● PROBLEM DETAILS:
In the thread about random number algorithms, in which book did one commenter find bugs in the published algorithms?

● DOCUMENT SEGMENT:
########################################

In answer to your rhetorical question: I'd benchmark both. But, I already
implemented the simpler algorithm in existing code, and bottlenecks for
problems of interest to me are elsewhere.

Also, the more complex algorithm is more likely to have a bug -- which might
be elusive, as they sometimes are with complex RNGs. I've found bugs in the
published algorithms in DeVroye's book, for instance, and that book is
considered authoritative. It's hard to convey just how subversive a parameter-
dependent bug in a low-level RNG can be.

------
Splines
Very interesting! I'm not a very math-minded person but that was fairly easy
to follow along with. The nice pictures helped :)

------
donut
Nice writeup. After reading the first paragraph, I challenged myself to come
up with something and here it is:

<https://gist.github.com/a982f1fee5116d289323>

Example run:

    
    
      expected:
      a 0.166666666667
      b 0.333333333333
      c 0.5
      
      observed:
      a 0.168
      b 0.291
      c 0.541
    

For a list of n items to choose from, it appears that pick() will terminate on
the first iteration of the scary-looking while 1 loop with probability ~1/n.
For n = 3, and I've run this many times, I've not seen the number of
iterations exceed 30. For n = 26 it easily goes into the ~200 range at the
extreme.

########################################

● DATA EXTRACT:

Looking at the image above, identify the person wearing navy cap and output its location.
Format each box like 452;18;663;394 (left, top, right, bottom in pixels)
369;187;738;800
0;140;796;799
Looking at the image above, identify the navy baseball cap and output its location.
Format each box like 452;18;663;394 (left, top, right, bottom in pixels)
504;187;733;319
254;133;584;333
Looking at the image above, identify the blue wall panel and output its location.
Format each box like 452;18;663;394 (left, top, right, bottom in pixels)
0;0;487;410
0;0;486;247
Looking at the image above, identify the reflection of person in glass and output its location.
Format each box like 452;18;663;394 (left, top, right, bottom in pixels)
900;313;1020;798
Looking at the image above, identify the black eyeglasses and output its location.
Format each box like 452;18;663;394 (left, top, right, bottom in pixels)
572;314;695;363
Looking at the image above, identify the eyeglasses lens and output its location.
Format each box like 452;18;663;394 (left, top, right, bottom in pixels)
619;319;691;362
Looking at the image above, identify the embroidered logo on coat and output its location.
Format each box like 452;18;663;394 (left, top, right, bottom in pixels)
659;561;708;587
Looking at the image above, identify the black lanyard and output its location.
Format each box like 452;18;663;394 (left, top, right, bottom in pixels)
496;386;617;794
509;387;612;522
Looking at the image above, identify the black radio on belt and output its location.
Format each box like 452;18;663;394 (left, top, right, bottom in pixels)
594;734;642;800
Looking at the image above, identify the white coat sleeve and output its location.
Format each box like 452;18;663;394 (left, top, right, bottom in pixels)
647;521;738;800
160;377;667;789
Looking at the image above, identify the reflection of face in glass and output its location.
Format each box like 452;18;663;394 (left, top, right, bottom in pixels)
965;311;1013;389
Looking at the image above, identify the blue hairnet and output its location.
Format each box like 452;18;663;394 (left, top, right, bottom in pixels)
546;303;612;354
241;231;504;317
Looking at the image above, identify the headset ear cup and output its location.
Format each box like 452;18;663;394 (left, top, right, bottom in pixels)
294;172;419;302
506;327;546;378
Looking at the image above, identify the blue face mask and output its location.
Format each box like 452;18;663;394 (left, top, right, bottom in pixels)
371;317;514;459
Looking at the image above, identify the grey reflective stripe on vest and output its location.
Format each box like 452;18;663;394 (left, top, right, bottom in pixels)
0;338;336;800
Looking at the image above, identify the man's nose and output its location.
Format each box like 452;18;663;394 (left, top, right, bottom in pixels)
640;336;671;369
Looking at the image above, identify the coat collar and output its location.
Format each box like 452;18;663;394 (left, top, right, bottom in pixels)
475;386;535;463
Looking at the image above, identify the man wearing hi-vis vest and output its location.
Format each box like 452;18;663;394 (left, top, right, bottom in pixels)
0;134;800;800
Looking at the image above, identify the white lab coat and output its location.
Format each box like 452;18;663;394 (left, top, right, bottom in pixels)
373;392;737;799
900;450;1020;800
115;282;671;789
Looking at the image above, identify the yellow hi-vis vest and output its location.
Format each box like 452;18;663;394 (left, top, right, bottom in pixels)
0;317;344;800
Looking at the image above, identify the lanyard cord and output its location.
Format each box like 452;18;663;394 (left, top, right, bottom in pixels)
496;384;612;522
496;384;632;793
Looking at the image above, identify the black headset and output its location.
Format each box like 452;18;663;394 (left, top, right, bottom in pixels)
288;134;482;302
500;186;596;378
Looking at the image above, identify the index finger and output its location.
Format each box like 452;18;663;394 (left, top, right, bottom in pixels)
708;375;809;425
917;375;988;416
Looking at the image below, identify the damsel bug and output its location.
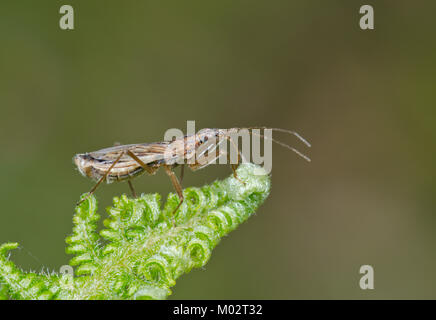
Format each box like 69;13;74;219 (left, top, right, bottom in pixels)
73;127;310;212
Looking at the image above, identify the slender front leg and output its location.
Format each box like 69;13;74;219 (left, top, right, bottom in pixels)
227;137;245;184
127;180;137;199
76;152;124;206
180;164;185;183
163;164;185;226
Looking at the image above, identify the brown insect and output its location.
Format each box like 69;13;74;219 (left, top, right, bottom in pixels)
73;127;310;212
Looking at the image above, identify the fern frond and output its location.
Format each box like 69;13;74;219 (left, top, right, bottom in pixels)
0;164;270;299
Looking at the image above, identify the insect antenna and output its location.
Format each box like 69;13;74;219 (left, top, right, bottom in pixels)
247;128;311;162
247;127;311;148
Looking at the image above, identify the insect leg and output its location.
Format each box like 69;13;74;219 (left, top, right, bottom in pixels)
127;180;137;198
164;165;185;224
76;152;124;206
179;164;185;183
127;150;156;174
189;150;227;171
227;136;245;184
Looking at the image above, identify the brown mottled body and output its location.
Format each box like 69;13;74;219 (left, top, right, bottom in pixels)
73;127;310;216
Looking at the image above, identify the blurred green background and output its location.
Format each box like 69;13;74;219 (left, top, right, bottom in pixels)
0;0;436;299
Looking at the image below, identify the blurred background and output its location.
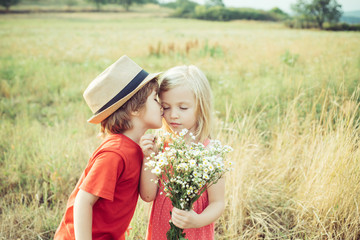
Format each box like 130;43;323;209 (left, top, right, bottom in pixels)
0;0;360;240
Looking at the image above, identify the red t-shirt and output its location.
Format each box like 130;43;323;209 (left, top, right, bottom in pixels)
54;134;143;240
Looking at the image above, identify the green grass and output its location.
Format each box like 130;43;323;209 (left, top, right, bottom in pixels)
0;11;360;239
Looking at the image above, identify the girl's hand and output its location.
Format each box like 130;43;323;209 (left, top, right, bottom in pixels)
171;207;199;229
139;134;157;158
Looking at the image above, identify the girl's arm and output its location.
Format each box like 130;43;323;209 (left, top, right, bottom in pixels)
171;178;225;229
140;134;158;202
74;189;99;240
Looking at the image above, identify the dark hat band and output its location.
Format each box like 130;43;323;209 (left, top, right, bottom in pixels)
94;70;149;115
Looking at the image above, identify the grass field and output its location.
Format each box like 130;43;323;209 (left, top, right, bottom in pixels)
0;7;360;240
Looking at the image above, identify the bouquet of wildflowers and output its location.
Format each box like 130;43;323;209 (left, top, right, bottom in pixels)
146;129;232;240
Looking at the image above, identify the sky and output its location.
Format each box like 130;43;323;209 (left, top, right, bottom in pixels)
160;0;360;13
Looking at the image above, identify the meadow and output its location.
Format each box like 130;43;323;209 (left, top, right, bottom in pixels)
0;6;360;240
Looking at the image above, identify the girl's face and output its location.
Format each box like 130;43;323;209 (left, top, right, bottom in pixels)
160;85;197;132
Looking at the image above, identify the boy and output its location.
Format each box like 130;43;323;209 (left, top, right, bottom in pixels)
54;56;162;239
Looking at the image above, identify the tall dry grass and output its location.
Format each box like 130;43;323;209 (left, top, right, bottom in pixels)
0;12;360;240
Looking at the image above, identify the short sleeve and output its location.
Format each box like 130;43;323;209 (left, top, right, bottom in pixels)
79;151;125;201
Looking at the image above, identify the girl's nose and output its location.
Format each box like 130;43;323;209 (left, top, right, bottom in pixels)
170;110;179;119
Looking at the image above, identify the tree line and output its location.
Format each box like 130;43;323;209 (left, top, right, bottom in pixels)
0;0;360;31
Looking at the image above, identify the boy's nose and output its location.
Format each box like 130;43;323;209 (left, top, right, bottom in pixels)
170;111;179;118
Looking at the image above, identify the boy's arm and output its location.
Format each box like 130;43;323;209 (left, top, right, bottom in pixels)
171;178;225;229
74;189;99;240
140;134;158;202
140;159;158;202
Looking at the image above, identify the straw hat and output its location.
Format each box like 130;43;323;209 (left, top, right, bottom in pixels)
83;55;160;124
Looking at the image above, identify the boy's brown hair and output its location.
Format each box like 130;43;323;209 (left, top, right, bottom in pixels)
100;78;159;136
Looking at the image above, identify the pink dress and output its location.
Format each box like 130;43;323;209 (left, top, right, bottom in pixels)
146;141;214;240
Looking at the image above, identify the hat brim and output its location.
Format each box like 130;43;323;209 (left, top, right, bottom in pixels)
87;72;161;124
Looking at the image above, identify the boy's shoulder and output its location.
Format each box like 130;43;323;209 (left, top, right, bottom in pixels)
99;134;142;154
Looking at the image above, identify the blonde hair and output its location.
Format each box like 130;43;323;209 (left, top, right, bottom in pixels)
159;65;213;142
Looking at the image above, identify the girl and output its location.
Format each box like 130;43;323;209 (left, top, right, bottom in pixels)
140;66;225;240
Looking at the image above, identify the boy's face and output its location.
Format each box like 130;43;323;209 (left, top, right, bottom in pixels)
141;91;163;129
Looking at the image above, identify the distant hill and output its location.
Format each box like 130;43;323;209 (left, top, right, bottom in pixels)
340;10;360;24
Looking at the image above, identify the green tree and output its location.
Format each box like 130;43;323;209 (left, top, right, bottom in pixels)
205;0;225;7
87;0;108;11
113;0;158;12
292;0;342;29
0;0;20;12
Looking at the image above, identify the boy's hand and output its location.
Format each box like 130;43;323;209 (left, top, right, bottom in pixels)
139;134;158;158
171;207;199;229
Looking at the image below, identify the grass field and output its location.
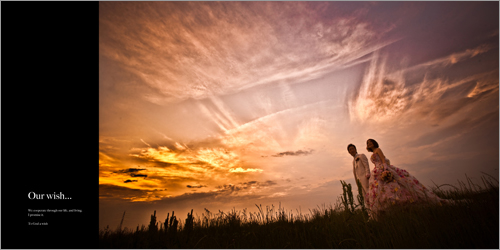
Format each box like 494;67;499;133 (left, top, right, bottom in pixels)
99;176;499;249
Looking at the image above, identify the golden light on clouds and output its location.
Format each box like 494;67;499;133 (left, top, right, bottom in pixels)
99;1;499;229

########################################

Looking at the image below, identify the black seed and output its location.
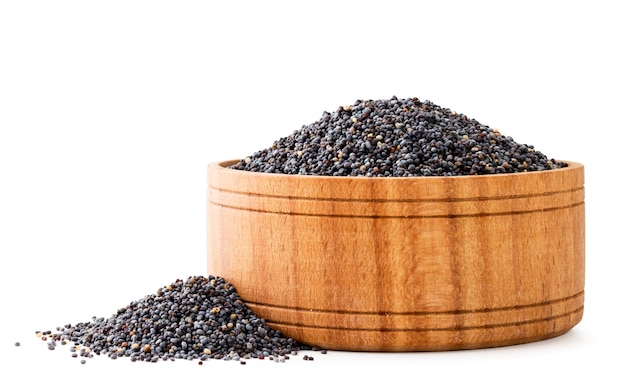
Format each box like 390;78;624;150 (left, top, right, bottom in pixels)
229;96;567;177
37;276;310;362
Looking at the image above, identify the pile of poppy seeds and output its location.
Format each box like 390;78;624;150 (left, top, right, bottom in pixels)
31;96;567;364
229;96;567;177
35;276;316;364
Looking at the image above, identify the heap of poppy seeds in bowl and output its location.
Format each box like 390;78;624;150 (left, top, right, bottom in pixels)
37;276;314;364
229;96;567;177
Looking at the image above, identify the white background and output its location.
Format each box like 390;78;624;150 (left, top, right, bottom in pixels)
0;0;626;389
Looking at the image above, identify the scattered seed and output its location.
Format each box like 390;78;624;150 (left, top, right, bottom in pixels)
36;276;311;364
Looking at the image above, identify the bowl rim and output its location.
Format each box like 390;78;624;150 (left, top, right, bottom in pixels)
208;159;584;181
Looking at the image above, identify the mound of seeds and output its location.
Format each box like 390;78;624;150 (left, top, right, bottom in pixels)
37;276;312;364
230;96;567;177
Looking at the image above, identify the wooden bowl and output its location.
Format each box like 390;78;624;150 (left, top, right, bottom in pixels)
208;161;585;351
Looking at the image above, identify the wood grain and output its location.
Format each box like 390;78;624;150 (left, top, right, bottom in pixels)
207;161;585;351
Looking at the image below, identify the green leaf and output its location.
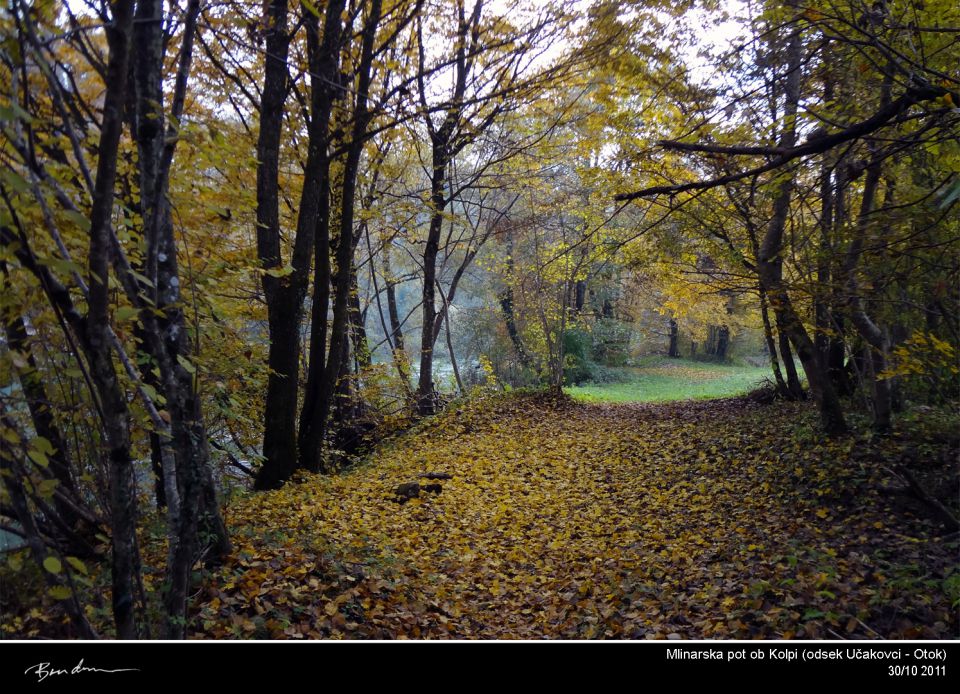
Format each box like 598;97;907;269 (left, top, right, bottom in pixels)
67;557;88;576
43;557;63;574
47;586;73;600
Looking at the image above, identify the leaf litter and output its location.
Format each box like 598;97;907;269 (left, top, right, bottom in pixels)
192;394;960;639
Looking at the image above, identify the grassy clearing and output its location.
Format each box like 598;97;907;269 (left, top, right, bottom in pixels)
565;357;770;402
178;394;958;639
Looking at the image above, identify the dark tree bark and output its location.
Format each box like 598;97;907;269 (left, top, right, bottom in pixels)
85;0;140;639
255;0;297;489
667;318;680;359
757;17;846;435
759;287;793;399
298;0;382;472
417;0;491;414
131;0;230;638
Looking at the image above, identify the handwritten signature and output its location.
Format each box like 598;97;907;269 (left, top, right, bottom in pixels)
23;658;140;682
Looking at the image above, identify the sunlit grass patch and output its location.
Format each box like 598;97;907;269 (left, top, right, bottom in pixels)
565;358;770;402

########################################

● SOLUTION TO THIS TASK:
DeVroye's book